_The task_
Copy out the stretch from the start of the rows below through the line containing "[(387, 149)]", requests included, and shift each answer coordinate by adding 40 to every number.

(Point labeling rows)
---------------

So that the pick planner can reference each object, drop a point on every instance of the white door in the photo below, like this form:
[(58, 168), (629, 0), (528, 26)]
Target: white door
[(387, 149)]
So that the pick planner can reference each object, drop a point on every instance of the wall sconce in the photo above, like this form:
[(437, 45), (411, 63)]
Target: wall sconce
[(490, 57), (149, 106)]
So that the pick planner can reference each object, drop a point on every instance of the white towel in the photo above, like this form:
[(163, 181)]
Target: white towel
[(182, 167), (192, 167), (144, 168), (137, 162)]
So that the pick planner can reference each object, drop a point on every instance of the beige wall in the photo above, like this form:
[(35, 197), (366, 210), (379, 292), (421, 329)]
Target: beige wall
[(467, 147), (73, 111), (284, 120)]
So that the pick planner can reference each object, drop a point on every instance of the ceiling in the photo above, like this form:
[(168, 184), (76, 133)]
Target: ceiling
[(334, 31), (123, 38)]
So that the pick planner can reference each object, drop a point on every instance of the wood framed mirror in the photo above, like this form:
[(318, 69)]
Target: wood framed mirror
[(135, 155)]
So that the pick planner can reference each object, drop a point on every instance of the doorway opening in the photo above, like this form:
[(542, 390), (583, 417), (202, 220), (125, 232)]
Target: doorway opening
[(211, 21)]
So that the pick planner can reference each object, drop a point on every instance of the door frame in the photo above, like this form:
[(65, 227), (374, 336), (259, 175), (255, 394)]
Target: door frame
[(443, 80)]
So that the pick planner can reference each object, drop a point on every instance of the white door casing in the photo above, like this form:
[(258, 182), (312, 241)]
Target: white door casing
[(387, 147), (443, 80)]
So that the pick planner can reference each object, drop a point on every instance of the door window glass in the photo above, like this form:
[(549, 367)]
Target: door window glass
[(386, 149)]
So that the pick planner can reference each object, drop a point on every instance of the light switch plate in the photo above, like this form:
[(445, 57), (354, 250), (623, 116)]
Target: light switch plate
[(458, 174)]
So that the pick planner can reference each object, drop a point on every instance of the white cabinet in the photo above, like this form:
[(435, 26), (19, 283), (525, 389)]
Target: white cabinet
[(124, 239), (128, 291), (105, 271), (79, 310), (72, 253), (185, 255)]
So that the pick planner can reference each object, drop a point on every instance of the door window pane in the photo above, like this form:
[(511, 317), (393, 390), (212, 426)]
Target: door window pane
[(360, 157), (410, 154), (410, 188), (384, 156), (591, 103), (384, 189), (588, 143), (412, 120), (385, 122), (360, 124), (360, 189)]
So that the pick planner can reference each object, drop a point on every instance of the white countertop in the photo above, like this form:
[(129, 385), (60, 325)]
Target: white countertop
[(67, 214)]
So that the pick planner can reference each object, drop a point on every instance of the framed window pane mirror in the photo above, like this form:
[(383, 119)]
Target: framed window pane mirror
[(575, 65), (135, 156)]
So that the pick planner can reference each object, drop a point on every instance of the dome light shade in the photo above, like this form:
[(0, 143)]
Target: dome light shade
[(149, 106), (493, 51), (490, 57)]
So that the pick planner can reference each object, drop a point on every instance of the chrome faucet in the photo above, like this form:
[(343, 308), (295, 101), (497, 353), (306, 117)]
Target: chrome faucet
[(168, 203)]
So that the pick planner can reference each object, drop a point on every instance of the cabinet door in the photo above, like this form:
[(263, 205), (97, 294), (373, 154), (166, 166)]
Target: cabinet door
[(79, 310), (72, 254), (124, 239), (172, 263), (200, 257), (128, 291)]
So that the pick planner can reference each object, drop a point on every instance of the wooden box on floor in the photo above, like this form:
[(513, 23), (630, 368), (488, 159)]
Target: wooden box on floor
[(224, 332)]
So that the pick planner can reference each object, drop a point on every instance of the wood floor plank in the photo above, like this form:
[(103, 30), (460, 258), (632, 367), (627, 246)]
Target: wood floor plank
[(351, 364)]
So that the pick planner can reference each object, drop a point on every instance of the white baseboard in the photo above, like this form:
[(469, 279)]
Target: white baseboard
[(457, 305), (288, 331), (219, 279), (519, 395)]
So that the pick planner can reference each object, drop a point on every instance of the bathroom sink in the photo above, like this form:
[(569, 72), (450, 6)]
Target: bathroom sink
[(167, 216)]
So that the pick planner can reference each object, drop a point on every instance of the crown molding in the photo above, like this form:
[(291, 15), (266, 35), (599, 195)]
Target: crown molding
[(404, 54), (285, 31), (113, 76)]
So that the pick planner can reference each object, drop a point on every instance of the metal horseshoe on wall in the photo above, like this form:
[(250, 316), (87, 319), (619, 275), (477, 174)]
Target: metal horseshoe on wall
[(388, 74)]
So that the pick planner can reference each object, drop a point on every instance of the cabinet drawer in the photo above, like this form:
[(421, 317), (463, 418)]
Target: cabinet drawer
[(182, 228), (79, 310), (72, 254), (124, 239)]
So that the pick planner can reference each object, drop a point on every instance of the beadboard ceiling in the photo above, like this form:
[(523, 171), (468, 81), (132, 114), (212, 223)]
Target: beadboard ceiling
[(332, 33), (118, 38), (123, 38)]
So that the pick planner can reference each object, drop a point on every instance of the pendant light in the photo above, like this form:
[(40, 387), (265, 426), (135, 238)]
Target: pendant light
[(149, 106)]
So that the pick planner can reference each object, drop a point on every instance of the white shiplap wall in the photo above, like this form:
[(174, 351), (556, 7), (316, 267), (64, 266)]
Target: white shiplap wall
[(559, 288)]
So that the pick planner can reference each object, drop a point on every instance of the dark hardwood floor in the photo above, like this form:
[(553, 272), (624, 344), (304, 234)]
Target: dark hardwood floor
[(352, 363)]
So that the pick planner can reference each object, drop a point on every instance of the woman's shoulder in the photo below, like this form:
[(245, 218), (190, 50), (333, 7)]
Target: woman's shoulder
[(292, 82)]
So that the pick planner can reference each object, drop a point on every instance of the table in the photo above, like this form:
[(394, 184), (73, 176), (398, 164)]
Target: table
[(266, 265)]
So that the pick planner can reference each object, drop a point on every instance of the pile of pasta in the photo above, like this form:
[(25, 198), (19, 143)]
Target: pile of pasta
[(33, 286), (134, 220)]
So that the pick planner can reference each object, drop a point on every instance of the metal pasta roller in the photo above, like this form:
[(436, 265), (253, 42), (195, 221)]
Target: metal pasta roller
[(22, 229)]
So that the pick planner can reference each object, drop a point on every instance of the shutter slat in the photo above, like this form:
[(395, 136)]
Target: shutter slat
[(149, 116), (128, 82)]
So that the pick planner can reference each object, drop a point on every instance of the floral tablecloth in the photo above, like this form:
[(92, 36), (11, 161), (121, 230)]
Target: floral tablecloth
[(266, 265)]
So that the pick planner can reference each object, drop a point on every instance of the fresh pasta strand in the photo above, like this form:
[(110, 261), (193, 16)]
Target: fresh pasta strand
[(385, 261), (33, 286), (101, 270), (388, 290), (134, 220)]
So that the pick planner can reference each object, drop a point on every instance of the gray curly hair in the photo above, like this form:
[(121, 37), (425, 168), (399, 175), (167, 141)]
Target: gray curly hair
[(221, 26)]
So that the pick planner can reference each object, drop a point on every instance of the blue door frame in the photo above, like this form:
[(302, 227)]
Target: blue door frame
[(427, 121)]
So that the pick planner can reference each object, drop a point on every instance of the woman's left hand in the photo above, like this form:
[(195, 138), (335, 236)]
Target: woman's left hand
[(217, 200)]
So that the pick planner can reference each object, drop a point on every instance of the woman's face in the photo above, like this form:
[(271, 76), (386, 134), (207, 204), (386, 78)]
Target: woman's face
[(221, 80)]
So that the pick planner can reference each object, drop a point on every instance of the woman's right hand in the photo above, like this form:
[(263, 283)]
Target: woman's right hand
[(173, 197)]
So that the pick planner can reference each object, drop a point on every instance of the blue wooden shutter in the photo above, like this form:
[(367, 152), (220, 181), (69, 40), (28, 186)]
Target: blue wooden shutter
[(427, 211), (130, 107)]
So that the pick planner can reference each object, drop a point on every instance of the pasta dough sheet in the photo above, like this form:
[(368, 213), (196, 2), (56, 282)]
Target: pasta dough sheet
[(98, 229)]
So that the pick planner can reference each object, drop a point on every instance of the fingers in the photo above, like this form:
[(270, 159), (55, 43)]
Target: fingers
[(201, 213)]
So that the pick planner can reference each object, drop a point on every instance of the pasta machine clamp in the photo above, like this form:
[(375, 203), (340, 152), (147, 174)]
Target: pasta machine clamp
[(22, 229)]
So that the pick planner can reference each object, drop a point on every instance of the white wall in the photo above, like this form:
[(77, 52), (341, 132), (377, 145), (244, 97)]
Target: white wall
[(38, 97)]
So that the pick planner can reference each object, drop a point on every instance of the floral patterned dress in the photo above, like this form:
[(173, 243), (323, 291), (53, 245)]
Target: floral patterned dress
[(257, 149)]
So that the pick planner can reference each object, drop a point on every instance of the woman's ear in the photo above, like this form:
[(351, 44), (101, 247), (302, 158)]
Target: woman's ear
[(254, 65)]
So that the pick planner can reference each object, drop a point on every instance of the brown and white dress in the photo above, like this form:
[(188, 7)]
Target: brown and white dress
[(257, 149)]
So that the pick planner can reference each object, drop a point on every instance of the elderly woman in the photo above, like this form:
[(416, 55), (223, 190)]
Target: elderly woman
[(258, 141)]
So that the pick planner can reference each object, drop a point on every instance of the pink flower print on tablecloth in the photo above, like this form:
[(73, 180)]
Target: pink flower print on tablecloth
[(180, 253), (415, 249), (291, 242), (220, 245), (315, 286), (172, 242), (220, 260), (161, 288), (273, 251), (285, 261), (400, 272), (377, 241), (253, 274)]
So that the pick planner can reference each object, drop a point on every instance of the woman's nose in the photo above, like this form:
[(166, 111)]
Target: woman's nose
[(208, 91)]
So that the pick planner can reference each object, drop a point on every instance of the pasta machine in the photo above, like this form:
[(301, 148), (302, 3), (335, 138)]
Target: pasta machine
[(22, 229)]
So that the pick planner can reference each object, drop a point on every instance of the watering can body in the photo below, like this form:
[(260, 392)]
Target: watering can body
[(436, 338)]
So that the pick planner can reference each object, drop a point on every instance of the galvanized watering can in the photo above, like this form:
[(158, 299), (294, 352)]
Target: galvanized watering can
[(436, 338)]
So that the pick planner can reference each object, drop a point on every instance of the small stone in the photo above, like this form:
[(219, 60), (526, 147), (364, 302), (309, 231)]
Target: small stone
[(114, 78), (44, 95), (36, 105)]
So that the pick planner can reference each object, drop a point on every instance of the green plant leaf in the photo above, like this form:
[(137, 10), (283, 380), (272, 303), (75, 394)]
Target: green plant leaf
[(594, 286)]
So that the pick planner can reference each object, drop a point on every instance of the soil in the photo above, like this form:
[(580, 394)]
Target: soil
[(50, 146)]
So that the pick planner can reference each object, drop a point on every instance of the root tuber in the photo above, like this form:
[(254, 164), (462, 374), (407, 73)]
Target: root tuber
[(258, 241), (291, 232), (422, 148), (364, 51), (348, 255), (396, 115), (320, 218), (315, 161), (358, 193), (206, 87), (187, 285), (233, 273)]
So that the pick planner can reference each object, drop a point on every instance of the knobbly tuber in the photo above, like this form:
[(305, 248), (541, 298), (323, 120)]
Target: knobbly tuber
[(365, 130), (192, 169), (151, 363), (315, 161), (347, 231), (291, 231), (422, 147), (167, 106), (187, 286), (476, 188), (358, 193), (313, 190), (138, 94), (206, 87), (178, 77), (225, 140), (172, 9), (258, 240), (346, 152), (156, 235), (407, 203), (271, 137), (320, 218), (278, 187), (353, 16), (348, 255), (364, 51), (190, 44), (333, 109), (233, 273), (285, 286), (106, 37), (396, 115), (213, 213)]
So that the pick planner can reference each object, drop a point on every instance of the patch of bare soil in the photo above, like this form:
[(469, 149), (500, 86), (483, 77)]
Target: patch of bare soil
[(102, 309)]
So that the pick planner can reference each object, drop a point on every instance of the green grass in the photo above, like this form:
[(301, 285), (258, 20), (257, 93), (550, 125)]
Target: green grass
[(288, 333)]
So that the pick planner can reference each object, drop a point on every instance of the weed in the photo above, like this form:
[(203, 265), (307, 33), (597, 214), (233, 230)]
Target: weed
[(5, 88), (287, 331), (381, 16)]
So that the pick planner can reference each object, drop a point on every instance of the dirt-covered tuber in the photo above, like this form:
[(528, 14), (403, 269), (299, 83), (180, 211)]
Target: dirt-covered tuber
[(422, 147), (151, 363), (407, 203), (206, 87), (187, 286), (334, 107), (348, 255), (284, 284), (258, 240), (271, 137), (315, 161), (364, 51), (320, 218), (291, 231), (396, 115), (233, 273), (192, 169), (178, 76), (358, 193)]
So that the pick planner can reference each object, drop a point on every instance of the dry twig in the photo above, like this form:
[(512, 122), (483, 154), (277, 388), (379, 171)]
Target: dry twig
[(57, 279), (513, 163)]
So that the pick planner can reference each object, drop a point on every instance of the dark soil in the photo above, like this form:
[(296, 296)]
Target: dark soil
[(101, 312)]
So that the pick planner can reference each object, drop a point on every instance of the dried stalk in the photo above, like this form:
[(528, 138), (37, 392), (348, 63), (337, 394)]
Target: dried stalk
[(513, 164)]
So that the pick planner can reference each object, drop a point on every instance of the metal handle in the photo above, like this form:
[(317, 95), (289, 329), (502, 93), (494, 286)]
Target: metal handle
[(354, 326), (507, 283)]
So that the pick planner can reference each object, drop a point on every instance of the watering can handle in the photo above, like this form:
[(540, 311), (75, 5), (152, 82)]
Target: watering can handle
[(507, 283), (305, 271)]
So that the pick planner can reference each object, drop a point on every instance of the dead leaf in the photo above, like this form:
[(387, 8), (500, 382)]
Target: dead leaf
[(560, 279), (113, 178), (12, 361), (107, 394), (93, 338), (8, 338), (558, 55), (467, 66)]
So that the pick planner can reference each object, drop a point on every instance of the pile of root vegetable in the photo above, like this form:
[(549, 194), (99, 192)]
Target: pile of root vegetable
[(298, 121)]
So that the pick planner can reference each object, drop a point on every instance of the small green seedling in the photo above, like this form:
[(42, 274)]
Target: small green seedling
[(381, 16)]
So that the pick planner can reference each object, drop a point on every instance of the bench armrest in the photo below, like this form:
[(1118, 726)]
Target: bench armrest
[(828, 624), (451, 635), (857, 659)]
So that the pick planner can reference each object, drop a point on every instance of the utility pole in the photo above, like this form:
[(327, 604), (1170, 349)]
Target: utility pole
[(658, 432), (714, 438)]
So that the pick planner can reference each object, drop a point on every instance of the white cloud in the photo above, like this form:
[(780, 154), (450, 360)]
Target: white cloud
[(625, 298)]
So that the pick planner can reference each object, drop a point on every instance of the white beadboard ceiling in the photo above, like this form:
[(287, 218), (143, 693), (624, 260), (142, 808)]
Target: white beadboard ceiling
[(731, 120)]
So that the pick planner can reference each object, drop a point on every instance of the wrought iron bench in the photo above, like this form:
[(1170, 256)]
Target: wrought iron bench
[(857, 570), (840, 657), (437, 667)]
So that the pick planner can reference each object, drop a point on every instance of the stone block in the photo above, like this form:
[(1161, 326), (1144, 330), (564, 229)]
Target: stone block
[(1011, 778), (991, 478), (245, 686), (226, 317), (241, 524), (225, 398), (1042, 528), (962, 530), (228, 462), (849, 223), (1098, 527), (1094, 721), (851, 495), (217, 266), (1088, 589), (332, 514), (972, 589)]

---------------

_Task result_
So that the pick planner can reference each object, drop a point on every instance of the white door in the photo below, like this form:
[(58, 168), (629, 0), (528, 26)]
Target: white door
[(427, 189)]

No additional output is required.